(begin)
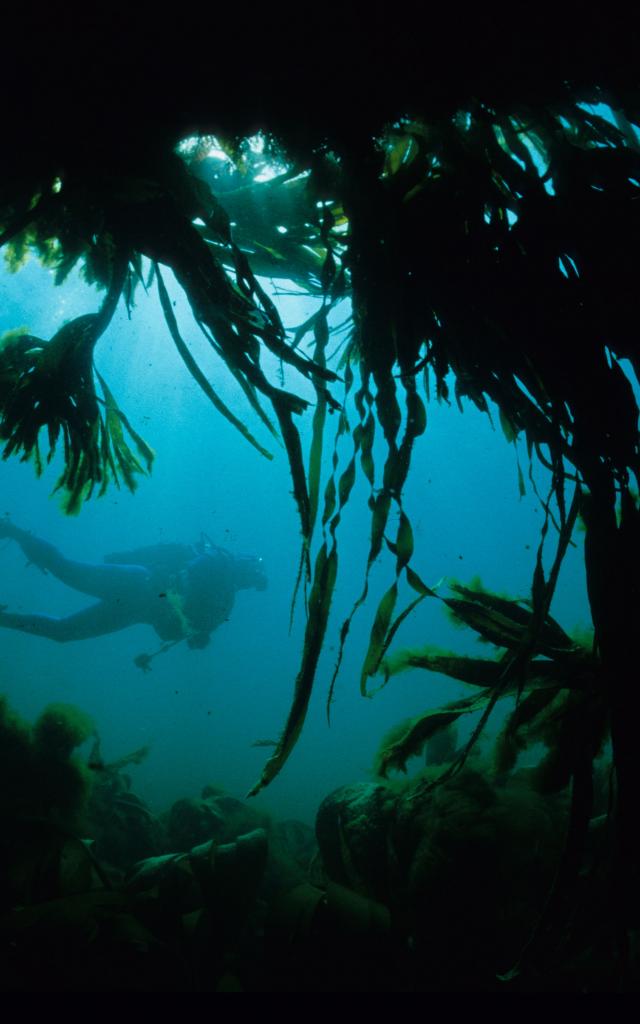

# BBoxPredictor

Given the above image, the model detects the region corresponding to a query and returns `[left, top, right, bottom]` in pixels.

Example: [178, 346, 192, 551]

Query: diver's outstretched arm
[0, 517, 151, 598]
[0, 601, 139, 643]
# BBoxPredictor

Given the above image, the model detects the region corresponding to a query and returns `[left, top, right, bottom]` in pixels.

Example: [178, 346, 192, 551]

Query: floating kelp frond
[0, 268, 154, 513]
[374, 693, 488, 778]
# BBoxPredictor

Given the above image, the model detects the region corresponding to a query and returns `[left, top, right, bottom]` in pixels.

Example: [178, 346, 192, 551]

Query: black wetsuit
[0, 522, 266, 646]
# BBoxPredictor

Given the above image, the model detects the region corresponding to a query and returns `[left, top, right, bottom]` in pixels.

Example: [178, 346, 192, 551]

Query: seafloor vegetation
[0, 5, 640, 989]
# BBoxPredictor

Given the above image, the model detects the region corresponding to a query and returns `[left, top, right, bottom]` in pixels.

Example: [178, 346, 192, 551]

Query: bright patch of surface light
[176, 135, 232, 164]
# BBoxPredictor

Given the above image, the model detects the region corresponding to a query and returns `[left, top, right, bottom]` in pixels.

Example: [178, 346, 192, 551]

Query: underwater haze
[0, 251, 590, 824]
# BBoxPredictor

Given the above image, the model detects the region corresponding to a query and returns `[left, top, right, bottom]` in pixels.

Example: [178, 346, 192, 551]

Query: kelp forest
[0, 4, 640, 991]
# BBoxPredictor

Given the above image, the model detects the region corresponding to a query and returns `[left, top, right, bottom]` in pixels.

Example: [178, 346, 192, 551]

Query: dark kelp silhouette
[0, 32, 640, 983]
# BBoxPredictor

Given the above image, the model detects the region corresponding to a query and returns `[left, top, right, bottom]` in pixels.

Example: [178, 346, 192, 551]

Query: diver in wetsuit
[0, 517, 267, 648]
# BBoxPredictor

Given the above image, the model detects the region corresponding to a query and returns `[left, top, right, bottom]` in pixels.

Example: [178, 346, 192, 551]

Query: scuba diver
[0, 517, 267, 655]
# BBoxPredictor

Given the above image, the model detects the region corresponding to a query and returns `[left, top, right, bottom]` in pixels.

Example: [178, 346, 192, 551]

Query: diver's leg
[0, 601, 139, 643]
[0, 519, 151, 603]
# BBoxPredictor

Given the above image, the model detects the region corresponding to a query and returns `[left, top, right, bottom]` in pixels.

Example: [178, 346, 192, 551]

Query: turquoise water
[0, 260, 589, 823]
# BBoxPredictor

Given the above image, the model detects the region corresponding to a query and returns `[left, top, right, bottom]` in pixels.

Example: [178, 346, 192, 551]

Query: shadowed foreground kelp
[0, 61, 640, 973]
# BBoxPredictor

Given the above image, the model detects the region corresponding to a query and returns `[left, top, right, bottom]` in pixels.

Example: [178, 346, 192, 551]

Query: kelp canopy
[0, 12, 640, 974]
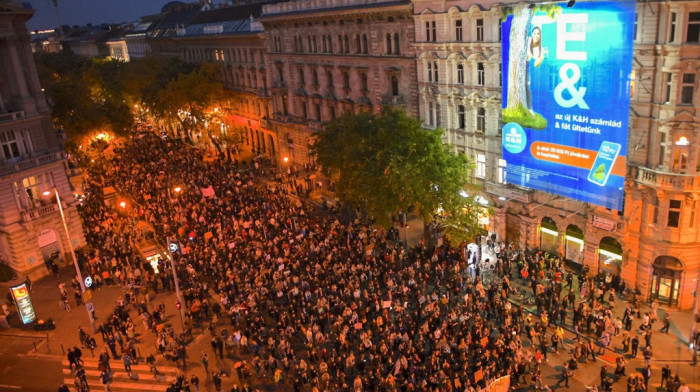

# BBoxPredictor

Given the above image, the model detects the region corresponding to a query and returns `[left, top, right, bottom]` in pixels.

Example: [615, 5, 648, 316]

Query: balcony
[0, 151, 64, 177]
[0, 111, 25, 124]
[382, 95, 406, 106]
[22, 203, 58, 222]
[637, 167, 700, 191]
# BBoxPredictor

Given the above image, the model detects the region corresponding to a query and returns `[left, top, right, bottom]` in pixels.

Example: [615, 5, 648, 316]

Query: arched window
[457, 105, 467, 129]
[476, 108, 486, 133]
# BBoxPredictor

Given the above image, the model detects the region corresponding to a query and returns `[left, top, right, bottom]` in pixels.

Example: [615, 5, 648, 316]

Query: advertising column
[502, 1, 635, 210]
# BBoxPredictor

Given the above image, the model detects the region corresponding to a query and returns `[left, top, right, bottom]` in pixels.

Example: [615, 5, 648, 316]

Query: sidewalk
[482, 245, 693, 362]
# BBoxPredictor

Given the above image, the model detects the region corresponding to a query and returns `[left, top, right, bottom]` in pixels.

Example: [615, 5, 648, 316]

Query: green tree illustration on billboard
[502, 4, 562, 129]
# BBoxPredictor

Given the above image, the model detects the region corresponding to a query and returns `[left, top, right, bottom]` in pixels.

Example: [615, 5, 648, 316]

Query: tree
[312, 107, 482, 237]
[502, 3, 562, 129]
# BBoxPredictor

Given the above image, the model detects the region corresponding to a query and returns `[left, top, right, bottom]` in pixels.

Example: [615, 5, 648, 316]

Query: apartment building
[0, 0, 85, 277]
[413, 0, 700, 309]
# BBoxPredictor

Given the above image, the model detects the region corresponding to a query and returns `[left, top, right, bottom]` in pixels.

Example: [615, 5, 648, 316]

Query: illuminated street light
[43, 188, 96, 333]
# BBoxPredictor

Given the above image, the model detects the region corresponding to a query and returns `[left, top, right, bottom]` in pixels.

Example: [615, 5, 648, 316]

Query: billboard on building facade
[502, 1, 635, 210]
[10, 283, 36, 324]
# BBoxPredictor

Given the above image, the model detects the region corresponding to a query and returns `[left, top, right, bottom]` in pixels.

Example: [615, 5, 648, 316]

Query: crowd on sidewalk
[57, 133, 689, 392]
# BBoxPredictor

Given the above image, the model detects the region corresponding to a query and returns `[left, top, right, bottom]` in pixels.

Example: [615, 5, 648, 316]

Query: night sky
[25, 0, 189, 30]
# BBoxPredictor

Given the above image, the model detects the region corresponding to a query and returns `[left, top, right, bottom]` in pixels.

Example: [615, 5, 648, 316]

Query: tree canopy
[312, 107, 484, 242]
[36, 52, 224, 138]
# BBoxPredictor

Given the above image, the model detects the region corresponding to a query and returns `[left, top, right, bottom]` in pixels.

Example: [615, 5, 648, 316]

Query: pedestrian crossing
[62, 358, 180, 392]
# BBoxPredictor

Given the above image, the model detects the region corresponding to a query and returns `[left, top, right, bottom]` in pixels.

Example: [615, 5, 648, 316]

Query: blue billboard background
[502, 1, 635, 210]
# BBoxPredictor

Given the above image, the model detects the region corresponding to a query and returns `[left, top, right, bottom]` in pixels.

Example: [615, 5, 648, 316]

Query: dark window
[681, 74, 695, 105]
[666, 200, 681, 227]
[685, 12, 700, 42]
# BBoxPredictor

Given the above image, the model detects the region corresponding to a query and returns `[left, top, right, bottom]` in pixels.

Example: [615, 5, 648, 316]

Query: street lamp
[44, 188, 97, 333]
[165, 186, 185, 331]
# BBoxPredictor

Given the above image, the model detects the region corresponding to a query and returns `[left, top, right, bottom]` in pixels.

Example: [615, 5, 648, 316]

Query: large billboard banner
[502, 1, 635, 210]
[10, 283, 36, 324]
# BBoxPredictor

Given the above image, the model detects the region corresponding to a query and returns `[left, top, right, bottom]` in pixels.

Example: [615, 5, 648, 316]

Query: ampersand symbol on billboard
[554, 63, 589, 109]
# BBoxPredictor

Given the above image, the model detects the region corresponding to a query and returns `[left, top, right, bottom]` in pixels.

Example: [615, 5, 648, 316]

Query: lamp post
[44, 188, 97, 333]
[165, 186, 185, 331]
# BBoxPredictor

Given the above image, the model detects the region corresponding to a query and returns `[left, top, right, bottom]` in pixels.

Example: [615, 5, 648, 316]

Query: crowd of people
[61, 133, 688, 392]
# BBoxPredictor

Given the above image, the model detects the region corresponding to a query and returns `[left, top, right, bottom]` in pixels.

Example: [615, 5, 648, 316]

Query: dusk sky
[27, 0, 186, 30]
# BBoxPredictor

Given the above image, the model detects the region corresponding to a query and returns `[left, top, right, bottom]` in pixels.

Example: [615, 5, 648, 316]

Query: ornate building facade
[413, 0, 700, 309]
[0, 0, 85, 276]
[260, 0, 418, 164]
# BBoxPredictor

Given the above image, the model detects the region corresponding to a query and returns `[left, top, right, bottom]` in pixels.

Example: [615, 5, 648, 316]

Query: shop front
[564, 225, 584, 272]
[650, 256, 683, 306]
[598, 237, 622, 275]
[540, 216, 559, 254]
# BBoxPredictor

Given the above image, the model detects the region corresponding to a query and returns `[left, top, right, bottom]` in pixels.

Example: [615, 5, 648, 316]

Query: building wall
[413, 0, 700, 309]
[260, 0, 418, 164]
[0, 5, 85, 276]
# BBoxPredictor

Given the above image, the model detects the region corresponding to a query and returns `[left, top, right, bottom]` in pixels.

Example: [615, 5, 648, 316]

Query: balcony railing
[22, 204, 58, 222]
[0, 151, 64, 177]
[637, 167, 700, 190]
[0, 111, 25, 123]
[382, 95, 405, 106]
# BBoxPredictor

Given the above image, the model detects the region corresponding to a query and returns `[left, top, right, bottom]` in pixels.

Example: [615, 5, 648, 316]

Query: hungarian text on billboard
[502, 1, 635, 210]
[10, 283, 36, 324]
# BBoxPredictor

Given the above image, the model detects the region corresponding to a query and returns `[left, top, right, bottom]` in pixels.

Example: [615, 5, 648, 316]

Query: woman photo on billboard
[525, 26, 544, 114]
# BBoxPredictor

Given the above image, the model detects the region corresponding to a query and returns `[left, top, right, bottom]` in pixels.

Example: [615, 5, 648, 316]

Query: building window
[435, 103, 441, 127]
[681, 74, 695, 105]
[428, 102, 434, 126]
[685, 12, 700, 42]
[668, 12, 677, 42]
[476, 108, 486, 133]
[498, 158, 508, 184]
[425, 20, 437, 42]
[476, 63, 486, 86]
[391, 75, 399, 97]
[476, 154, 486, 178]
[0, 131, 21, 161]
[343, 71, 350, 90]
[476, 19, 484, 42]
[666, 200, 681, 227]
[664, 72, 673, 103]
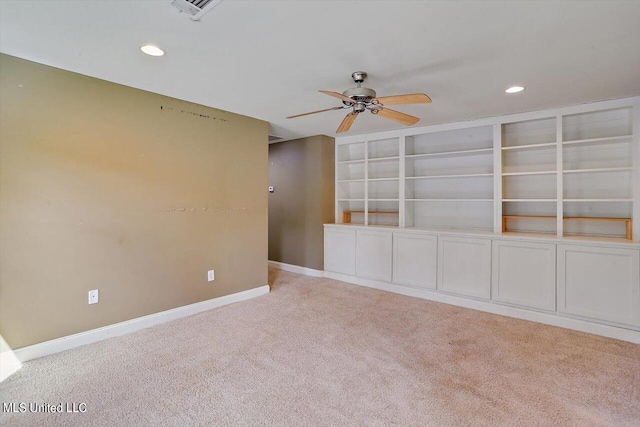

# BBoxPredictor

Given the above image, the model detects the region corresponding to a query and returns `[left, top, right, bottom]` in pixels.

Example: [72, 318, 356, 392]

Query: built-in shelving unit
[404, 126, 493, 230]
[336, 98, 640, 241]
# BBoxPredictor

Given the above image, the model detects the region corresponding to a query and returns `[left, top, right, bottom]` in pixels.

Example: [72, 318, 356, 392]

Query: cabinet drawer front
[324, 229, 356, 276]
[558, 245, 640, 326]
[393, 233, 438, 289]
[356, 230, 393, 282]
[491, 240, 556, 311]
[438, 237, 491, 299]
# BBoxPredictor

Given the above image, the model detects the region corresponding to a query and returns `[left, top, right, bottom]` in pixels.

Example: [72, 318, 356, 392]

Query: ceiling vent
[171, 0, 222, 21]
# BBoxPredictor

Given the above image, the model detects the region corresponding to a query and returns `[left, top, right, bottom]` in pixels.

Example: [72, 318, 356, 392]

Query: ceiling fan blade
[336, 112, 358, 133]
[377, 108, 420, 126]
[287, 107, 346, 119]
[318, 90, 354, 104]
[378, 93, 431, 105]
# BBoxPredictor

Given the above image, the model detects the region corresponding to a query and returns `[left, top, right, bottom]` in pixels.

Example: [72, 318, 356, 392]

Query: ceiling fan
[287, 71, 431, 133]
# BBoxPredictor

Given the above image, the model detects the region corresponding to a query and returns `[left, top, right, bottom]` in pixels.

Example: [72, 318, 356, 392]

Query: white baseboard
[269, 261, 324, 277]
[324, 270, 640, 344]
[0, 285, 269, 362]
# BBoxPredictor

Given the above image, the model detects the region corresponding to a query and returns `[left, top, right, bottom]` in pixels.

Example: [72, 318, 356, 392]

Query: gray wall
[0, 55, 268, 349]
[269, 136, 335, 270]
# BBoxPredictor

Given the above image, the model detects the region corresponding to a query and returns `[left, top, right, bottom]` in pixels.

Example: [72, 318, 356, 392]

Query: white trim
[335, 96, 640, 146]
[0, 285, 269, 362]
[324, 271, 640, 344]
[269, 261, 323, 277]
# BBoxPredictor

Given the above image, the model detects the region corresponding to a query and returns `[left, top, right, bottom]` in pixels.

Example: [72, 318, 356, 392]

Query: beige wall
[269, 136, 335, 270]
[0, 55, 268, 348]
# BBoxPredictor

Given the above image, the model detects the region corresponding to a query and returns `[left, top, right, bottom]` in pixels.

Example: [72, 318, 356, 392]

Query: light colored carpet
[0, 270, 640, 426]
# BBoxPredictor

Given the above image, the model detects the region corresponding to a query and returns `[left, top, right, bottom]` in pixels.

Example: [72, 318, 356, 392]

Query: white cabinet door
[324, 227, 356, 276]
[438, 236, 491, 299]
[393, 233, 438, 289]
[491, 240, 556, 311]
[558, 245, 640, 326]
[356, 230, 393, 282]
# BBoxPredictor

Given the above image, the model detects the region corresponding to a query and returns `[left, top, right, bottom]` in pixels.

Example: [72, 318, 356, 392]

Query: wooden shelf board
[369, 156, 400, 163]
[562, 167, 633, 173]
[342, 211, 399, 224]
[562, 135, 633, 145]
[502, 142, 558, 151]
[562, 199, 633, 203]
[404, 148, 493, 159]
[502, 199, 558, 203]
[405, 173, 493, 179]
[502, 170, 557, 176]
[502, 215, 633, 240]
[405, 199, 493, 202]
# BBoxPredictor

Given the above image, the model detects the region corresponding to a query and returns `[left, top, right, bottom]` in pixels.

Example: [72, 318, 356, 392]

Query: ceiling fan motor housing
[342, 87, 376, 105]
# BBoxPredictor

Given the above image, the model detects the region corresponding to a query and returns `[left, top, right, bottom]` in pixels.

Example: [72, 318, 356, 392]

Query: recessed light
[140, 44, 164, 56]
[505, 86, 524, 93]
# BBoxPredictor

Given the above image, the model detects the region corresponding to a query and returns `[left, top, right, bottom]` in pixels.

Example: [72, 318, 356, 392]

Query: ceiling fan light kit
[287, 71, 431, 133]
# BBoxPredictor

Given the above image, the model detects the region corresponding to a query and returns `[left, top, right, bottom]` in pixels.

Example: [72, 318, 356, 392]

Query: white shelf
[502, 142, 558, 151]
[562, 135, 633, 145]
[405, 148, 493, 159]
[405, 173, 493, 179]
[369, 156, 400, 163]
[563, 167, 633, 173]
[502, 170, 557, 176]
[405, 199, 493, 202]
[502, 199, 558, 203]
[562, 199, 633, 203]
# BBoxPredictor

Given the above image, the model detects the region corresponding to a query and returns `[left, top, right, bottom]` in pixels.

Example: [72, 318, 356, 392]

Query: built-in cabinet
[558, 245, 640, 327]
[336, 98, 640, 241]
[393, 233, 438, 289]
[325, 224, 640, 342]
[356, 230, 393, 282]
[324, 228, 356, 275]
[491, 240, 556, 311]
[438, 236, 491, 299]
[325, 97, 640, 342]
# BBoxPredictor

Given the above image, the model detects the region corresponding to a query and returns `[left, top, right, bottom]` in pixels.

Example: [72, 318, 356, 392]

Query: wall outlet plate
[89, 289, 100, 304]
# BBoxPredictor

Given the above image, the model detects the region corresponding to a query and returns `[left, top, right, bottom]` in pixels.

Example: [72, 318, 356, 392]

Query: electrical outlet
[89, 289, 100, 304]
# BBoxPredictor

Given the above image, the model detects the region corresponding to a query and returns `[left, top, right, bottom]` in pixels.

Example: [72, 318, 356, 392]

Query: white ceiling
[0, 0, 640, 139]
(end)
(What you need to do): Reproduce the listing above word for word, from its beginning through the line containing "[0, 32, 640, 983]", with both ends included. Leave the pictures out of your reply.

(Answer in full):
# BBoxPredictor

Given the above image, the model detects the region corresponding to a query and returns `[left, top, right, bottom]` in pixels.

Example: [178, 346, 192, 551]

Query: diver's outstretched arm
[0, 517, 151, 598]
[0, 601, 139, 643]
# BBoxPredictor

Given the above image, the model detects the region corresponding to a query and returns `[left, top, right, bottom]` in pixels.

Example: [178, 346, 192, 551]

Query: floating kelp frond
[0, 268, 154, 513]
[374, 693, 488, 778]
# BBoxPredictor

Given the above image, the model detects the region corresponding to a query and returns `[left, top, right, bottom]` in pixels.

Example: [178, 346, 192, 551]

Query: black wetsuit
[0, 522, 266, 646]
# BBoxPredictor

Given the above image, the model detects the region corresponding to a query and returns `[left, top, right, bottom]` in pixels.

Example: [178, 346, 192, 551]

Query: seafloor vegetation
[0, 5, 640, 989]
# BBoxPredictor

Given the above image, the model detects the region corresponding to a query and returns `[left, top, right, bottom]` in pixels.

Example: [178, 346, 192, 551]

Query: bright patch of surface light
[176, 135, 232, 164]
# BBoxPredictor

Given the above image, the model detects the region corresponding to a query and returns `[left, top, right, bottom]` in pixels.

Example: [178, 346, 192, 551]

Query: underwater haze
[0, 251, 590, 824]
# BBoxPredictor

Given the above image, the model detects the region corresponding to a query and returns `[left, top, right, bottom]` in pixels.

Example: [178, 346, 192, 551]

Query: kelp forest
[0, 4, 640, 991]
# BBoxPredictor

Given the above image, the model detects the region corresponding to a query and returns `[left, top, right, bottom]` in pixels.

Example: [178, 346, 192, 551]

Query: dark kelp silhouette
[0, 32, 640, 983]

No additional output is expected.